══ EXTRACTED INFORMATION ══

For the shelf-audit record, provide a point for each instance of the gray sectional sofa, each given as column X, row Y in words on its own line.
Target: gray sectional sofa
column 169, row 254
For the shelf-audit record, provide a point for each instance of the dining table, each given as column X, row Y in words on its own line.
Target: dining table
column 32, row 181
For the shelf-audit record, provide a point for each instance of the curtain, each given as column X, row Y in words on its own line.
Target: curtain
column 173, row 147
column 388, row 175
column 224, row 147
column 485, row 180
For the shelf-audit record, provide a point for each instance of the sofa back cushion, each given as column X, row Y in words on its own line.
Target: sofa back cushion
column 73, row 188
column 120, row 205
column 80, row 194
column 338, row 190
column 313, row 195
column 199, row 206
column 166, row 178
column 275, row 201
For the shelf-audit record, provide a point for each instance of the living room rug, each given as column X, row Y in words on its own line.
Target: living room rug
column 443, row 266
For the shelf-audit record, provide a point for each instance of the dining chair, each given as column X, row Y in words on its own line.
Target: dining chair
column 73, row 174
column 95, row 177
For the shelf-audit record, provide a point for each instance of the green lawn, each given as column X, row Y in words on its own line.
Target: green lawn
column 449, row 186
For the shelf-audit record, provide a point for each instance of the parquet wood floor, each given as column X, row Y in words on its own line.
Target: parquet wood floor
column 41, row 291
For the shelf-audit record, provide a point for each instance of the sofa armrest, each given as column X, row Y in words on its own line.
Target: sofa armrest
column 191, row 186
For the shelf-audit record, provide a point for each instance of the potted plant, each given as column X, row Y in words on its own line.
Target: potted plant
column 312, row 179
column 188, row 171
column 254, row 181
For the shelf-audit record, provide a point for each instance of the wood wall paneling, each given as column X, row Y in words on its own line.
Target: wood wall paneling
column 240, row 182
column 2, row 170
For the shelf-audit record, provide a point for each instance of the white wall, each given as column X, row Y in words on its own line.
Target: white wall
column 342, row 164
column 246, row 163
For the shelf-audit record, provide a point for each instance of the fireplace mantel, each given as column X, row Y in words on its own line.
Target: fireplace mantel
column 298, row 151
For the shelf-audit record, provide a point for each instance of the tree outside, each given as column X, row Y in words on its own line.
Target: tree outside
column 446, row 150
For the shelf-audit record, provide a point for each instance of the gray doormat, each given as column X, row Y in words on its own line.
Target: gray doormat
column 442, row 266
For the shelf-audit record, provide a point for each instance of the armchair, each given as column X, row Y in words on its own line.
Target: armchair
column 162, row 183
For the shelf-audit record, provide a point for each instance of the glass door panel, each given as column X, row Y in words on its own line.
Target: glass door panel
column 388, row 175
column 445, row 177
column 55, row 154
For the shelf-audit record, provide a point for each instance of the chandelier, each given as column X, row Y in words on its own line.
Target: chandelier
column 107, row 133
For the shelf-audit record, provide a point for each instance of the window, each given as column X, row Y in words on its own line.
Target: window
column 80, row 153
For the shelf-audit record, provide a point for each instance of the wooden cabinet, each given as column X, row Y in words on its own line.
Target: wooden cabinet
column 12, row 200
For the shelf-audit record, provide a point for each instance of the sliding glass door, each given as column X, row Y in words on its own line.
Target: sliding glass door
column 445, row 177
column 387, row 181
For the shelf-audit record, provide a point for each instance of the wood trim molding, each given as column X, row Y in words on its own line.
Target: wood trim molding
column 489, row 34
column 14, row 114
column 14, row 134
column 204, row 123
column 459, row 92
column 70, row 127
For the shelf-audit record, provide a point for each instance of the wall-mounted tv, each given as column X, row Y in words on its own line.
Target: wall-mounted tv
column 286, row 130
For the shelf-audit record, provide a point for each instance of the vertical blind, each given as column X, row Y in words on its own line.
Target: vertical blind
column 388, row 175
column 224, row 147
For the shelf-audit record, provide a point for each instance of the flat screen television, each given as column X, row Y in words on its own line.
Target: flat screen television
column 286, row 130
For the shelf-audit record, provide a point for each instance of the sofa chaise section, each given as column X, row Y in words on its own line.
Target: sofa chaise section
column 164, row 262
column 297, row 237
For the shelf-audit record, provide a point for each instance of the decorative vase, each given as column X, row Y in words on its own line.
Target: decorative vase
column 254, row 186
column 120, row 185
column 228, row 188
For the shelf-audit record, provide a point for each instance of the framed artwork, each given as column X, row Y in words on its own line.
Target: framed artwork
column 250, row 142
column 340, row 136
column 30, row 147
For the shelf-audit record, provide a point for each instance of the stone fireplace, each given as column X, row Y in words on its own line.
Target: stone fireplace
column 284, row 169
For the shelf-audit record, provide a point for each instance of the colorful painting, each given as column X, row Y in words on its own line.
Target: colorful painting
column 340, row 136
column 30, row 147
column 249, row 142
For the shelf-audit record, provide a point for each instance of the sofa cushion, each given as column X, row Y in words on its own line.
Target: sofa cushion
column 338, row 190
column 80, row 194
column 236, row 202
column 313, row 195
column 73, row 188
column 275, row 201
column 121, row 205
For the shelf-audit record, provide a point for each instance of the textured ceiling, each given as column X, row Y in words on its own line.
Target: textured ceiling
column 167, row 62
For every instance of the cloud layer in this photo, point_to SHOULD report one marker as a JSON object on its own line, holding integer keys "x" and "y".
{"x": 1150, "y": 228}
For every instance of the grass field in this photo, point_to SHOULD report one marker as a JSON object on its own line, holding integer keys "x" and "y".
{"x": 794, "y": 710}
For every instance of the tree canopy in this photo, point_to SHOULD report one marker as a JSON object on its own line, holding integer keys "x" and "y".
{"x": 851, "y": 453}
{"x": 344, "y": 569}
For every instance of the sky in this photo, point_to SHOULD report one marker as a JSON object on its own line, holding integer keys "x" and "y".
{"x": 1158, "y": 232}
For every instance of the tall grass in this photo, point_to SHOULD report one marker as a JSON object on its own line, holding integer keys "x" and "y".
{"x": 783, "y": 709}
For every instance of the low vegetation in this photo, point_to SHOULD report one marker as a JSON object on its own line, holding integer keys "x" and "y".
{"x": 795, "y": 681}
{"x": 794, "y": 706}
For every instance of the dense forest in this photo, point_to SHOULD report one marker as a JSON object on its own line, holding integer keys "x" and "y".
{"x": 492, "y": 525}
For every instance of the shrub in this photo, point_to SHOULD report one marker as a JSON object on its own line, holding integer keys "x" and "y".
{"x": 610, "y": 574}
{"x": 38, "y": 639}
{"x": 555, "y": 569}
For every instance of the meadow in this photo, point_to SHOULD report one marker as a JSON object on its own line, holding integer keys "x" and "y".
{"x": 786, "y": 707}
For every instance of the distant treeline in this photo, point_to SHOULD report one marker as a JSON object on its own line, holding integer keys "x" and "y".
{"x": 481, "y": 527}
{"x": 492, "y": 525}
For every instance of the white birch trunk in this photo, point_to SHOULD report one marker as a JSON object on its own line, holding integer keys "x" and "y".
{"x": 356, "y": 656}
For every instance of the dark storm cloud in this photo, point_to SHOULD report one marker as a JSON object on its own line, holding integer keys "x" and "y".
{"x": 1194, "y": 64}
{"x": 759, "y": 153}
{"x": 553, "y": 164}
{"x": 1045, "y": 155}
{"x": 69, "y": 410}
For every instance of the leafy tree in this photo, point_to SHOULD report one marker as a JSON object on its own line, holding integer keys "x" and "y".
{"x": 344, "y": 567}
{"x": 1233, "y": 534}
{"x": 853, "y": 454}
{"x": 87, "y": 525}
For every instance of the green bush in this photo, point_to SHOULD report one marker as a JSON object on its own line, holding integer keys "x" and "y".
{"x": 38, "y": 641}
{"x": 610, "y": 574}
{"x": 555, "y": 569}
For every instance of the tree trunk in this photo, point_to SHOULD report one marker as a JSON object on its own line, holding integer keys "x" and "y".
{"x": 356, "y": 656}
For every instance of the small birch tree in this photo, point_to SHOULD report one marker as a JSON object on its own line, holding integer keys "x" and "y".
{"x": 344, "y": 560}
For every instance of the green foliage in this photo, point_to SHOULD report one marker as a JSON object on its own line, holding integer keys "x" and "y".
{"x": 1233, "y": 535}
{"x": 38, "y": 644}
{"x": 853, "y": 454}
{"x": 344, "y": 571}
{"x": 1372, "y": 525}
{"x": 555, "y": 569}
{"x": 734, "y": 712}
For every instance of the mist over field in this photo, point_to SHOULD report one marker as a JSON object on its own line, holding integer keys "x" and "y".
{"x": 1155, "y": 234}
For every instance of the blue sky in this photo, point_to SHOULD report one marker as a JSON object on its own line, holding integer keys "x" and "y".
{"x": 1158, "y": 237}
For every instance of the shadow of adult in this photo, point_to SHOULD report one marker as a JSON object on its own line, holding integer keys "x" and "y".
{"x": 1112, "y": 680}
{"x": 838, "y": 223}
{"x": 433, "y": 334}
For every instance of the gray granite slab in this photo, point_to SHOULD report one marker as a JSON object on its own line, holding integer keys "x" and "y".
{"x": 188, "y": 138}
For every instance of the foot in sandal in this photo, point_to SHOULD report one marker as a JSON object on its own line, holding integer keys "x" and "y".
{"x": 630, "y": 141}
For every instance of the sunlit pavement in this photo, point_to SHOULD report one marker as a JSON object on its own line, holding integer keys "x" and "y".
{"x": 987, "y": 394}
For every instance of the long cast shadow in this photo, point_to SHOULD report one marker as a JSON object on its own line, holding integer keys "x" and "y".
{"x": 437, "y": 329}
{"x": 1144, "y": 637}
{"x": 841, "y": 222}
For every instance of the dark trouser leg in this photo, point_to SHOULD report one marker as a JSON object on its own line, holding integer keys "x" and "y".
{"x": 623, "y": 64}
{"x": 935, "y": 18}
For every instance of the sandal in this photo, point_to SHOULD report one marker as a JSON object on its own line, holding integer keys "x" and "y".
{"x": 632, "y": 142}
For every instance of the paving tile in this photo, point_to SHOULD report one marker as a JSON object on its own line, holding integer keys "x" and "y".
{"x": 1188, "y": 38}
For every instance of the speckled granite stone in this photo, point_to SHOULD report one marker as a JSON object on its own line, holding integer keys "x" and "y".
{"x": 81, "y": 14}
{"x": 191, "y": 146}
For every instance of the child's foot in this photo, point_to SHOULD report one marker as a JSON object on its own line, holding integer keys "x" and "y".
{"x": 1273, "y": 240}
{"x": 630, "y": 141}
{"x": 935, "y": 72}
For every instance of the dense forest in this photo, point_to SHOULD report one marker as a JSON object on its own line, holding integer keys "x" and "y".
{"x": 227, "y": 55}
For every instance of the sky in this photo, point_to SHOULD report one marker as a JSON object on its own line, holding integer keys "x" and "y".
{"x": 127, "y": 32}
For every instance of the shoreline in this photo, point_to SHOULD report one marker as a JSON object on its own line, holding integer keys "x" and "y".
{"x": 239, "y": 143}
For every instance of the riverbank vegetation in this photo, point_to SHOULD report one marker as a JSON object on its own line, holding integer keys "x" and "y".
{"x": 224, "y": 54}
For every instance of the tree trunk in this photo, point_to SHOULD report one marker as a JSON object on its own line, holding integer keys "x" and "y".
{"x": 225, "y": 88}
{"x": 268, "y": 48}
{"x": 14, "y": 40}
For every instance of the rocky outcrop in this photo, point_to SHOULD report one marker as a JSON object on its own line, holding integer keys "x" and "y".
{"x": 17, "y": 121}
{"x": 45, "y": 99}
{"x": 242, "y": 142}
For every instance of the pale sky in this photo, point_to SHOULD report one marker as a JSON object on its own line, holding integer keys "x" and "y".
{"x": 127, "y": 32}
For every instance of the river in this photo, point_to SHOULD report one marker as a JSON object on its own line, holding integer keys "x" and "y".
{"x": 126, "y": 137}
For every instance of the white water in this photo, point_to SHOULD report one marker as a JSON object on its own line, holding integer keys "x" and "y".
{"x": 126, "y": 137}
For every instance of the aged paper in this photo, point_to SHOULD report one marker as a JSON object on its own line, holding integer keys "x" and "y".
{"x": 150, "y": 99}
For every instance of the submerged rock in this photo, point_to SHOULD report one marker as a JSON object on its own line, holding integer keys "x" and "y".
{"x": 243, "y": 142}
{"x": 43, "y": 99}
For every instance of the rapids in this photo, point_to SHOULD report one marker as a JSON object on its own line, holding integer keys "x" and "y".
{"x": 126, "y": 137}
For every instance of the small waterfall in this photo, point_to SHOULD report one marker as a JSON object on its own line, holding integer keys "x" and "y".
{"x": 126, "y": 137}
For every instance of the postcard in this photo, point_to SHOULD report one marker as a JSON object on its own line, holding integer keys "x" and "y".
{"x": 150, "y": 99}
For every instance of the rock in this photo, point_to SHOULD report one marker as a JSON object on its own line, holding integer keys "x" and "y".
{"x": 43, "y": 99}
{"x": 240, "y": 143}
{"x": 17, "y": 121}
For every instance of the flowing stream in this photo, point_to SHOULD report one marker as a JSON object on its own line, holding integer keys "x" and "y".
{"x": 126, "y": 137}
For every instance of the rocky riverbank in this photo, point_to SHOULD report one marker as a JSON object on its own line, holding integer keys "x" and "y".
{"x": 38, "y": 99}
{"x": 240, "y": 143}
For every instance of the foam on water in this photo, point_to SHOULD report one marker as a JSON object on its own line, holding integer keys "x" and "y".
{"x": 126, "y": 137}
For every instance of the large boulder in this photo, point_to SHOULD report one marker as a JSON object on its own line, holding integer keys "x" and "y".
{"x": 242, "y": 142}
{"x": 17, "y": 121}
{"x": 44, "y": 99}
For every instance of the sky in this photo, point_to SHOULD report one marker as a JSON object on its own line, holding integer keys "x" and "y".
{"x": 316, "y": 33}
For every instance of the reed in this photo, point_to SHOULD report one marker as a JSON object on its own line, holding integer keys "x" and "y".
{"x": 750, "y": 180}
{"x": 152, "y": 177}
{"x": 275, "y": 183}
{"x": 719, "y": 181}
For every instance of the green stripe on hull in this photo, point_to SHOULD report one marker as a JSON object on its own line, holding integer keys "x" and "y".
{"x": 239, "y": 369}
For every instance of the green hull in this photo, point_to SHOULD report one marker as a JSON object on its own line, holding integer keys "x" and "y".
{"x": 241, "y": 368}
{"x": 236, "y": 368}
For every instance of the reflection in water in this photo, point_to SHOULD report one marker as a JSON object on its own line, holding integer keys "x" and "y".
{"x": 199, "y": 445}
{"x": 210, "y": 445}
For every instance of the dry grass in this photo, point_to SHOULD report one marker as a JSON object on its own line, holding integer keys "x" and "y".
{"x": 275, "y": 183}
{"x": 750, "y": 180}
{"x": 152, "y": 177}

═══

**REQUIREMENTS:** Output the lines from the one containing "of the wall-mounted" through the one containing "column 249, row 142", inclusive, as a numbered list, omitting blank lines.

**SOLVED EXERCISE:**
1. For the shelf-audit record, provide a point for each instance of the wall-mounted tv, each given as column X, row Y in words on its own line.
2. Target: wall-mounted tv
3. column 286, row 130
4. For the shelf-audit record, provide a point for each instance of the vertical blind, each given as column X, row Y in words on its own line.
5. Target: vertical blind
6. column 388, row 175
7. column 224, row 147
8. For the shelf-audit record, provide a point for each instance of the flat screen television, each given as column X, row Y in words on its own line.
9. Target: flat screen television
10. column 286, row 130
11. For the shelf-audit record, provide a point for each instance of the sofa chaise section, each given as column X, row Y in words on its own line.
12. Target: sofa chaise section
13. column 164, row 262
14. column 297, row 237
15. For the shelf-audit record, provide a point for each instance of the decorative vase, each given as column X, row Y in words on its own line.
16. Target: decorative vase
17. column 254, row 186
18. column 120, row 185
19. column 228, row 188
20. For the shelf-audit record, provide a point for each instance of the framed artwork, each given as column X, row Y in words on its own line.
21. Target: framed artwork
22. column 250, row 142
23. column 340, row 136
24. column 30, row 147
25. For the shelf-audit record, provide a point for each instance of the stone fireplace, each given as column X, row Y in words on its own line.
26. Target: stone fireplace
27. column 284, row 169
28. For the shelf-audit record, provide a point for each instance of the colorful painting, each given as column X, row Y in words on its own line.
29. Target: colorful painting
30. column 340, row 136
31. column 30, row 147
32. column 249, row 142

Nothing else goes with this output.